▶ Exercise instructions: Rewrite the data below, changing each "tight" to "snug" and leaving everything else unchanged.

▶ Given data:

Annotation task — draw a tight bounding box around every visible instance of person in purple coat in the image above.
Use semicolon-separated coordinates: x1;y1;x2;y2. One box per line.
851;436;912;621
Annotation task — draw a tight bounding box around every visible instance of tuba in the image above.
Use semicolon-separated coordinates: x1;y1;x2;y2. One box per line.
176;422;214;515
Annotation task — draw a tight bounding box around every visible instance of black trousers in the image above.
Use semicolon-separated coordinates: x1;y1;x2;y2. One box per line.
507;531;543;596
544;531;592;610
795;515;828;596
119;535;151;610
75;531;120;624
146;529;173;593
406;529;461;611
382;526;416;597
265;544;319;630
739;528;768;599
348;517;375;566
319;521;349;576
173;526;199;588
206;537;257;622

▶ Solution to this task:
Annotation task — draw a snug bounding box around every visible instance of person in purple coat in the image above.
Use semicolon-separated coordinates: x1;y1;x2;y2. One box per line.
851;436;912;621
Annotation task — draw a snug bounding box around every visible instance of tuba in the image above.
Use semicolon-separated coordinates: x1;y1;x2;y2. One box per line.
176;422;214;515
Annotation task — draw a snug bounding box around every visible instance of black trousers in the image above.
Use semicolon-separated coordinates: x1;y1;x2;y2. One box per line.
507;531;543;596
544;531;592;610
795;515;828;596
119;535;151;610
75;531;120;624
146;529;173;593
406;529;461;611
382;526;416;597
265;544;319;630
739;528;768;599
348;517;375;566
319;521;349;576
173;526;199;588
206;537;257;622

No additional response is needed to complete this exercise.